• Document section:

Start of Block

A file picture taken on June 26, 2014 shows Ahmed playing the piano in the middle of the street near destroyed buildings in Yarmuk.

AFP
Beirut



Three years of siege, famine and bombing of his Damascus refugee camp didn’t kill celebrated musician Aeham al-Ahmed, but something died inside him the day militants burned his beloved piano in front of his eyes.
It was then that Ahmed, whose music had brought consolation, even a bit of joy, to Yarmuk camp’s beleaguered residents, decided to join thousands of others and seek refuge in Europe.
“They burned it in April, on my birthday. It was my most cherished possession,” Ahmed told AFP, which is following his odyssey online.
“The piano wasn’t just an instrument. It was like the death of a friend.”
For 27-year-old Ahmed, whose songs of hope amid the rubble of Syria’s largest Palestinian camp became a social media sensation last year, “it was a very painful moment”.
Since Syria’s civil war struck Yarmuk in 2013, the once-thriving neighbourhood saw its population dwindle from 150,000 Palestinians and Syrians to barely 18,000 people.
The camp was caught up in fighting among government forces, rebels, and Islamist militants and suffered a devastating siege by the Syrian army. About 200 people died from malnutrition and a lack of medicines.
Ahmed became a symbol of hope, helping Yarmuk’s people—particularly its children—forget for a moment the brutal war raging around them with every note he played.
“The days when I felt the most helpless were when I had money, but I could not get milk for my year-old baby Kinan, or when my older son Ahmed would ask me for a biscuit,” he said.
“It was the worst feeling.”
But after Islamic State militants attacked the camp in April, Ahmed’s gentle, tentative ray of light was engulfed in flames.
He was in a pickup truck, trying to move his piano to nearby Yalda, where his wife and two boys were living, when he was stopped at a militant checkpoint.

End of Block

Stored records

Start of Block

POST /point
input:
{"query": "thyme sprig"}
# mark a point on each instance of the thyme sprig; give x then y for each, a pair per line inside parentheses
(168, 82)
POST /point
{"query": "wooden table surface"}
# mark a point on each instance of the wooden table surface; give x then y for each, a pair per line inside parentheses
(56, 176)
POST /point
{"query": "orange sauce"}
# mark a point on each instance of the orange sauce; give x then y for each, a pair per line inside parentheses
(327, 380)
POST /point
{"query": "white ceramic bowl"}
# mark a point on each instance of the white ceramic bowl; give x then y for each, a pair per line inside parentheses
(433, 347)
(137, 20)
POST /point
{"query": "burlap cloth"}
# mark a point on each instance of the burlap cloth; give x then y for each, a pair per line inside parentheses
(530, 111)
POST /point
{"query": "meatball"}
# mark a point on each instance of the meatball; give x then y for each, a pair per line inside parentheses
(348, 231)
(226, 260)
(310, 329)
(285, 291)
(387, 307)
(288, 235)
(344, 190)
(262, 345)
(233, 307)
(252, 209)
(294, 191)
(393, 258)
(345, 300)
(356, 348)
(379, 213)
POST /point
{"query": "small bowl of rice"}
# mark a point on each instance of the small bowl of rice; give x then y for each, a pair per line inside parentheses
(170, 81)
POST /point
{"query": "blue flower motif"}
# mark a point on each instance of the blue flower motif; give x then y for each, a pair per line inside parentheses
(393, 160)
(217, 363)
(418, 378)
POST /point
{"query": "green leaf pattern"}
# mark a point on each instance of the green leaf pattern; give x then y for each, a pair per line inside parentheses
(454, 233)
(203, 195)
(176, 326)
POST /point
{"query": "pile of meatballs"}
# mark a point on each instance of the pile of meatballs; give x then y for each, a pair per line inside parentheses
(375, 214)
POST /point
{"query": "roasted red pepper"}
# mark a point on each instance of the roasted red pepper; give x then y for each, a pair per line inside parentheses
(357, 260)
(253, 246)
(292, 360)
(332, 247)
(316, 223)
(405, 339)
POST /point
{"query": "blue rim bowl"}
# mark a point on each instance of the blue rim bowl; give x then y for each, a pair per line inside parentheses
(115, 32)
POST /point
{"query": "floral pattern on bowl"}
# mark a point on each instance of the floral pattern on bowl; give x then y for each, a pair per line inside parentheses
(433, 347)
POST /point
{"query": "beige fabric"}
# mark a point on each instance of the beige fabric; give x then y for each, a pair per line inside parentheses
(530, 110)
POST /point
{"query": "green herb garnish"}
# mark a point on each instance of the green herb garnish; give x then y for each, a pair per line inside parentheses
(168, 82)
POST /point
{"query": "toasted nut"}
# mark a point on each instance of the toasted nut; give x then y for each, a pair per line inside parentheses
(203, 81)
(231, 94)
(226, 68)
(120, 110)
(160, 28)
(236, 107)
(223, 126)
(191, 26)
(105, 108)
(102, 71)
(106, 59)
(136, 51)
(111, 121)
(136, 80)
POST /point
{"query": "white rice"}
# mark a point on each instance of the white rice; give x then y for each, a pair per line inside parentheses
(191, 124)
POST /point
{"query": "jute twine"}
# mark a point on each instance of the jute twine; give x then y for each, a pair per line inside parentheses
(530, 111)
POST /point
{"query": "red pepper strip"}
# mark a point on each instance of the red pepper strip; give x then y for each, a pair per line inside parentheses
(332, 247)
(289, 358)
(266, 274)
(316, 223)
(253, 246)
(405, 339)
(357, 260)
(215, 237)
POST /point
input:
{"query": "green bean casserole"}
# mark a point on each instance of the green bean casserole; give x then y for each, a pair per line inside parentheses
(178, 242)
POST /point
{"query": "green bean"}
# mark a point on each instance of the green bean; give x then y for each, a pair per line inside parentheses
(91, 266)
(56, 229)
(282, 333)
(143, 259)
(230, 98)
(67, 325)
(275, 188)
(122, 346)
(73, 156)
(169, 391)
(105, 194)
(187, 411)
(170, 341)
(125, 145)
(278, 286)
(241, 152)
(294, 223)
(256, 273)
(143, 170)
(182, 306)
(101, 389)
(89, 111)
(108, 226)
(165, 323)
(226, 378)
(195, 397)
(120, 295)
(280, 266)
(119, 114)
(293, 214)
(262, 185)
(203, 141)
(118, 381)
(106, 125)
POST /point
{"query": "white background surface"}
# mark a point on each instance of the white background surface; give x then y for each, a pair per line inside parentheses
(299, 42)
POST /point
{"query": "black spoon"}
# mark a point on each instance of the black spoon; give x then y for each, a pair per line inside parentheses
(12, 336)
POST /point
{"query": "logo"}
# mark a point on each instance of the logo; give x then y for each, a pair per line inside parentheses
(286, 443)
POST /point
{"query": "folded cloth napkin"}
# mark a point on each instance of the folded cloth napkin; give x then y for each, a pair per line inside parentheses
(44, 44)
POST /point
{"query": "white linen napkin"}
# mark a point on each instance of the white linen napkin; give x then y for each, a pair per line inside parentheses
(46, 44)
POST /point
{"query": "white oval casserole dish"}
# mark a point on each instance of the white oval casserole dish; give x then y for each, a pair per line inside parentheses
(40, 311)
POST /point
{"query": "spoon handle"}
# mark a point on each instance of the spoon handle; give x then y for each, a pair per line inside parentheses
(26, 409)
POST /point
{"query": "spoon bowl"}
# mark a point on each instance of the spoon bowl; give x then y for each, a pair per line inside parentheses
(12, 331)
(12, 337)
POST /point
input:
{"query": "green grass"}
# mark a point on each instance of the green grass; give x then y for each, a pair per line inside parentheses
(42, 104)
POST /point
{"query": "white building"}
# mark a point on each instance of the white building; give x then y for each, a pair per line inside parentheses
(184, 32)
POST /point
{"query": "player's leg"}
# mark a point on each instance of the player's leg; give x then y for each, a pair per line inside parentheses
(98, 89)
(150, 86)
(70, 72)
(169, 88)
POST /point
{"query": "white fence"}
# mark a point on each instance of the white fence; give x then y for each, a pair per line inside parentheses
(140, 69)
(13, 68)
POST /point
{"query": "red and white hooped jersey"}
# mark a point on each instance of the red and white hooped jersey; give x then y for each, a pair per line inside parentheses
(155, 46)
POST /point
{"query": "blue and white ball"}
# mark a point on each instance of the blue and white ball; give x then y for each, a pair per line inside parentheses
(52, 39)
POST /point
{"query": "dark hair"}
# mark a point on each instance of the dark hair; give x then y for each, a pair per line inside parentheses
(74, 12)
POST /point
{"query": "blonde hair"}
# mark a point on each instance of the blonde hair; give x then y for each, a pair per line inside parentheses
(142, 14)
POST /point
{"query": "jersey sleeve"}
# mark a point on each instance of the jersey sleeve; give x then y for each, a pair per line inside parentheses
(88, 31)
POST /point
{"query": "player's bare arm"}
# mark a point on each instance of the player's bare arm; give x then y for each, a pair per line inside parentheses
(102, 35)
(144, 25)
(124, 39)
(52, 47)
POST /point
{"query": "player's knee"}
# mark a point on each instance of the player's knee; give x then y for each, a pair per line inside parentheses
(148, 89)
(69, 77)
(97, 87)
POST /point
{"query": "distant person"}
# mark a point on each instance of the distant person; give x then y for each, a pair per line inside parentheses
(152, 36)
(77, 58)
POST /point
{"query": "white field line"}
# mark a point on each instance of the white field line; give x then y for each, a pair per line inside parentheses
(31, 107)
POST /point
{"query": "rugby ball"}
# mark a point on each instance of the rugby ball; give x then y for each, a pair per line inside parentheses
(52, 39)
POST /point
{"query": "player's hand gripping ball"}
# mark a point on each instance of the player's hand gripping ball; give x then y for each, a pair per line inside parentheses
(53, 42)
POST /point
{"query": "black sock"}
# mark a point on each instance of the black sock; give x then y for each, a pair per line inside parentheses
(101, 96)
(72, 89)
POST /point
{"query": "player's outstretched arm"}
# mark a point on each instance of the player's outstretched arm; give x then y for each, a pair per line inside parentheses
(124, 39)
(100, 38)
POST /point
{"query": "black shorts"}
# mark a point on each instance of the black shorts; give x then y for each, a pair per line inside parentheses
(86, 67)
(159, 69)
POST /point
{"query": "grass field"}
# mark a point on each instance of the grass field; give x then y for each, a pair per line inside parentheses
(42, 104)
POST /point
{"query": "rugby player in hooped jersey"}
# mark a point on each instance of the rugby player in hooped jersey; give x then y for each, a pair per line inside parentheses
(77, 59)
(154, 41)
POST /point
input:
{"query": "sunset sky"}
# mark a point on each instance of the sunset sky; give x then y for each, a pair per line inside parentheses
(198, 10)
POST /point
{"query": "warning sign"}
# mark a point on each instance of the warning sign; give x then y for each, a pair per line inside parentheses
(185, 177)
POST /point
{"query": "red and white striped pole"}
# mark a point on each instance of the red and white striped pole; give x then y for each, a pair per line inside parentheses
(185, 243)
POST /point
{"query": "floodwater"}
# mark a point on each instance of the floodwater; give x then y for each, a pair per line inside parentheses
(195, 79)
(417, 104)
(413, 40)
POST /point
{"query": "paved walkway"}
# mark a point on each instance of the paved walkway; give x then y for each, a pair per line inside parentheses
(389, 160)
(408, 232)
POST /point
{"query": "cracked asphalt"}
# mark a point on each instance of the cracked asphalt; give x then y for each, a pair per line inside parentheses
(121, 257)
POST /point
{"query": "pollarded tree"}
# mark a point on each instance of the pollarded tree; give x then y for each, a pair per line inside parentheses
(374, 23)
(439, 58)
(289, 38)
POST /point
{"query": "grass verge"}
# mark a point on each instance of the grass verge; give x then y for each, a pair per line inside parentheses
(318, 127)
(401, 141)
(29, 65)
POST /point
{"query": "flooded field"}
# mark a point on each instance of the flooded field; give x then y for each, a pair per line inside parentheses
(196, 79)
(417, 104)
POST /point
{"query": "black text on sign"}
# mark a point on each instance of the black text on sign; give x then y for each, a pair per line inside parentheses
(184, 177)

End of Block

• What this exercise asks:
1. Answer these questions from the article about Aeham al-Ahmed:
(a) How old is Ahmed?
(b) To roughly how many people did Yarmuk's population shrink?
(c) In what month did militants burn Ahmed's piano?
2. Reproduce word for word everything in the article about Aeham al-Ahmed from "For 27-year-old Ahmed, whose" down to "barely 18,000 people.".

• Exercise answers:
1.
(a) He is 27 years old.
(b) It shrank to barely 18,000 people.
(c) They burned it in April.

2.
For 27-year-old Ahmed, whose songs of hope amid the rubble of Syria’s largest Palestinian camp became a social media sensation last year, “it was a very painful moment”.
Since Syria’s civil war struck Yarmuk in 2013, the once-thriving neighbourhood saw its population dwindle from 150,000 Palestinians and Syrians to barely 18,000 people.